**** INPUT ****

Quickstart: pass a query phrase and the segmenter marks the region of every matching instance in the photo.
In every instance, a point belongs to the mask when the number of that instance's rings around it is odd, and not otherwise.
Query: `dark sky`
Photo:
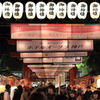
[[[10,52],[16,52],[16,45],[8,44],[10,38],[10,25],[0,25],[0,67],[8,66],[11,70],[22,70],[22,61],[10,57]]]

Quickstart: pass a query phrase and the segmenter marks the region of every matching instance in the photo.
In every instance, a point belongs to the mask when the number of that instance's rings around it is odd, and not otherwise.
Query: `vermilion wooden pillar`
[[[76,72],[77,68],[74,67],[69,71],[70,74],[70,86],[73,87],[75,85],[75,79],[76,79]]]
[[[23,71],[24,71],[23,78],[29,82],[30,81],[30,69],[27,67],[27,64],[24,64]]]

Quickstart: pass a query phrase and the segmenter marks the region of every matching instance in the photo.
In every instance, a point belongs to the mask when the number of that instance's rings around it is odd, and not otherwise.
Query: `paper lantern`
[[[21,2],[15,2],[13,5],[13,17],[15,19],[21,19],[23,15],[23,4]]]
[[[3,18],[10,19],[11,17],[12,17],[12,3],[6,1],[3,3]]]
[[[99,18],[100,15],[100,5],[98,2],[92,2],[90,4],[90,17],[92,19]]]
[[[44,19],[46,17],[46,9],[46,4],[44,2],[38,2],[36,4],[37,18]]]
[[[0,2],[0,18],[2,16],[2,3]]]
[[[67,6],[68,18],[75,19],[77,17],[77,4],[69,2]]]
[[[57,17],[59,19],[64,19],[66,17],[66,3],[58,2],[57,3]]]
[[[57,13],[57,5],[54,2],[47,3],[47,18],[55,19]]]
[[[78,9],[78,18],[85,19],[87,17],[87,11],[88,11],[87,3],[85,3],[85,2],[78,3],[77,9]]]
[[[35,18],[35,3],[32,1],[27,2],[25,5],[25,11],[26,11],[26,17],[28,19],[34,19]]]

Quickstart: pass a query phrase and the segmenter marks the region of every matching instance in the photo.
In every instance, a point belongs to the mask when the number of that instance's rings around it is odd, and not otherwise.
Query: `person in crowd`
[[[27,100],[46,100],[46,98],[40,93],[32,93]]]
[[[30,95],[30,88],[28,85],[23,86],[23,92],[21,94],[20,100],[27,100]]]
[[[78,94],[76,96],[76,100],[84,100],[83,96],[81,94]]]
[[[90,100],[100,100],[99,95],[100,95],[99,91],[97,90],[94,91],[90,97]]]
[[[45,99],[47,99],[44,88],[37,88],[36,93],[42,94],[45,97]]]
[[[62,94],[62,95],[67,95],[67,93],[66,93],[66,87],[61,87],[60,88],[60,94]]]
[[[23,88],[21,85],[17,86],[17,90],[14,92],[13,100],[20,100]]]
[[[1,94],[0,94],[0,100],[4,100],[4,99],[3,99],[3,95],[4,95],[4,93],[1,93]]]
[[[10,97],[10,92],[11,92],[11,86],[9,85],[9,84],[6,84],[6,86],[5,86],[5,93],[4,93],[4,97],[3,97],[3,99],[4,100],[11,100],[11,97]]]
[[[59,94],[54,97],[54,100],[68,100],[65,95]]]
[[[47,87],[47,100],[53,100],[55,95],[56,95],[56,91],[55,91],[55,86],[54,85],[49,85]]]
[[[85,91],[84,99],[85,99],[85,100],[90,100],[90,97],[91,97],[91,95],[92,95],[91,88],[90,88],[90,86],[87,86],[86,89],[87,89],[87,90]]]
[[[76,100],[76,91],[71,90],[68,96],[69,100]]]

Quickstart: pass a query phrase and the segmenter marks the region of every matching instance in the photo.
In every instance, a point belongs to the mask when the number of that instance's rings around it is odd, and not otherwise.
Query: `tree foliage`
[[[94,50],[89,52],[83,62],[76,65],[82,75],[100,75],[100,40],[94,40]]]
[[[82,76],[89,74],[92,70],[92,68],[90,68],[89,65],[87,65],[88,59],[89,57],[83,57],[83,61],[80,64],[76,64],[76,67],[81,72]]]

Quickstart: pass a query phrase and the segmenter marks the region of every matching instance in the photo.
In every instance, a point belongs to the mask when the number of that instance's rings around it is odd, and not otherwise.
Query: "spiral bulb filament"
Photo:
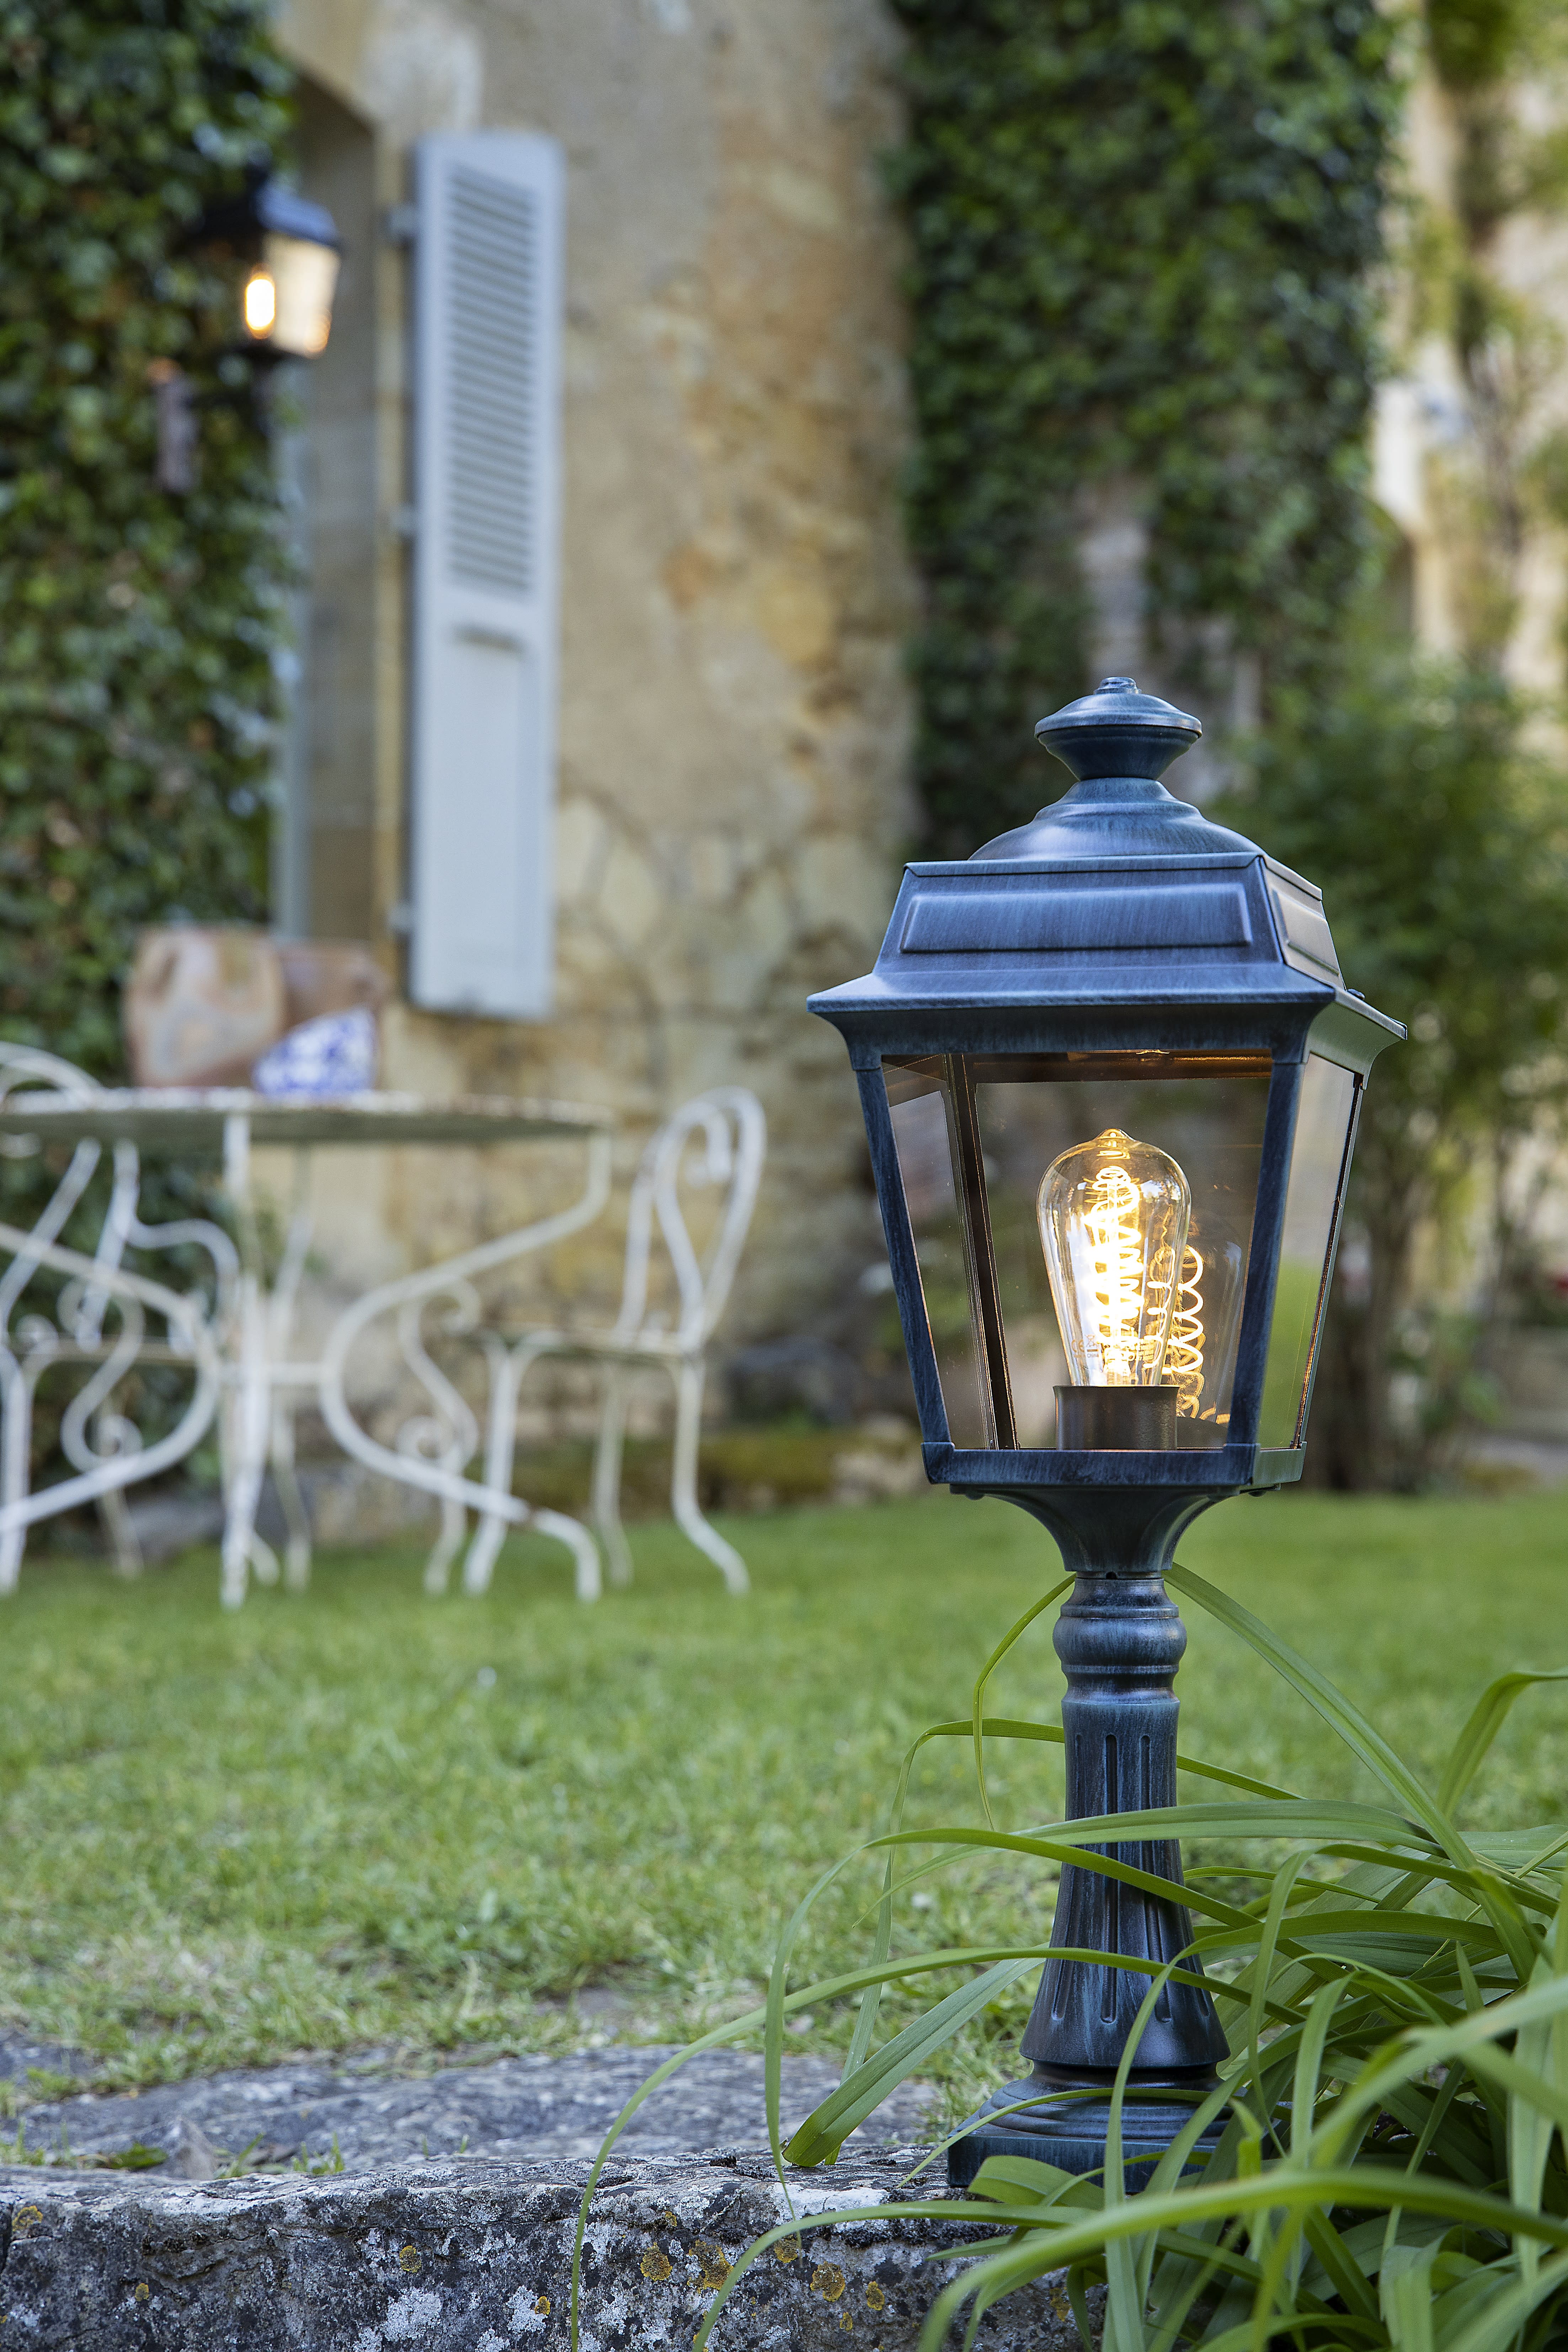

****

REQUIRED ACTION: Give the data again exactly as written, with no pictures included.

SOLUTION FOR THIS TASK:
Quickstart: pass a query phrase and the segmenter marks the region of every matching instance in the photo.
In every instance, a point belongs to the mask when the number of that instance's rings around it is odd, and not otherwise.
Query: `dark sky`
Photo:
[[[10,52],[16,52],[16,45],[8,44],[10,38],[10,25],[0,25],[0,67],[8,66],[11,70],[22,70],[22,61],[10,57]]]

Quickstart: pass a query phrase and the segmenter marks the region of every matching instance in the photo.
In every instance, a point belongs to the mask when the number of that instance's rings around it is odd, and not otherwise.
Query: `vermilion wooden pillar`
[[[76,72],[77,68],[74,67],[69,71],[70,74],[70,86],[73,87],[75,85],[75,79],[76,79]]]
[[[23,71],[24,71],[23,78],[29,82],[30,81],[30,69],[27,67],[27,64],[24,64]]]

Quickstart: pass a query phrase and the segmenter marks the region of every matching instance in the photo.
In every instance, a point belongs to the mask when the number of that instance's rings around it is odd, and not otherwise.
Query: `paper lantern`
[[[21,2],[15,2],[13,5],[13,17],[15,19],[21,19],[23,15],[23,4]]]
[[[3,18],[10,19],[11,17],[12,17],[12,3],[6,1],[3,3]]]
[[[99,18],[100,15],[100,5],[98,2],[92,2],[90,4],[90,17],[92,19]]]
[[[44,19],[46,17],[46,9],[46,4],[44,2],[38,2],[36,4],[37,18]]]
[[[0,2],[0,18],[2,16],[2,3]]]
[[[67,6],[68,18],[75,19],[77,17],[77,4],[69,2]]]
[[[57,17],[59,19],[64,19],[66,17],[66,3],[58,2],[57,3]]]
[[[57,13],[57,5],[54,2],[47,3],[47,18],[55,19]]]
[[[78,9],[78,18],[85,19],[87,17],[87,11],[88,11],[87,3],[85,3],[85,2],[78,3],[77,9]]]
[[[35,18],[35,3],[32,1],[27,2],[25,5],[25,11],[26,11],[26,17],[28,19],[34,19]]]

Quickstart: pass a query phrase and the segmenter marks the region of every matching instance in the photo.
In every instance, a point belongs to the mask when the number of that instance's rings around it is odd, and not otherwise.
Query: `person in crowd`
[[[27,100],[46,100],[46,98],[40,93],[32,93]]]
[[[30,95],[30,88],[28,85],[23,86],[23,92],[21,94],[20,100],[27,100]]]
[[[78,94],[76,96],[76,100],[84,100],[83,96],[81,94]]]
[[[90,100],[100,100],[99,95],[100,95],[99,91],[97,90],[94,91],[90,97]]]
[[[45,99],[47,99],[44,88],[37,88],[36,93],[42,94],[45,97]]]
[[[62,94],[62,95],[67,95],[67,93],[66,93],[66,87],[61,87],[60,88],[60,94]]]
[[[23,88],[21,85],[17,86],[17,90],[14,92],[13,100],[20,100]]]
[[[1,94],[0,94],[0,100],[4,100],[4,99],[3,99],[3,95],[4,95],[4,93],[1,93]]]
[[[10,97],[10,92],[11,92],[11,86],[9,85],[9,84],[6,84],[6,86],[5,86],[5,93],[4,93],[4,97],[3,97],[3,99],[4,100],[11,100],[11,97]]]
[[[59,94],[54,97],[54,100],[68,100],[65,95]]]
[[[47,87],[47,100],[53,100],[55,95],[56,95],[56,91],[55,91],[55,86],[54,85],[49,85]]]
[[[85,91],[84,99],[85,99],[85,100],[90,100],[90,97],[91,97],[91,95],[92,95],[91,88],[90,88],[90,86],[87,86],[86,89],[87,89],[87,90]]]
[[[76,100],[76,91],[71,90],[68,96],[69,100]]]

Quickstart: pass a query phrase and the segmenter marks the region of every matching instance in the photo.
In every instance, a point belongs to the mask when the number of that instance's rings around it is odd, and not otherwise.
Query: `tree foliage`
[[[94,50],[89,52],[83,62],[76,65],[82,75],[100,75],[100,40],[94,40]]]
[[[82,76],[89,74],[92,70],[92,68],[90,68],[89,65],[87,65],[88,59],[89,57],[83,57],[83,61],[80,64],[76,64],[76,67],[81,72]]]

Quickstart: pass a query phrase and the segmenter marks the region of every matching instance in the photo.
In every instance, a point belongs to the mask when the number of that instance's rings around it is odd, and not otherwise.
Query: "spiral bulb filament"
Photo:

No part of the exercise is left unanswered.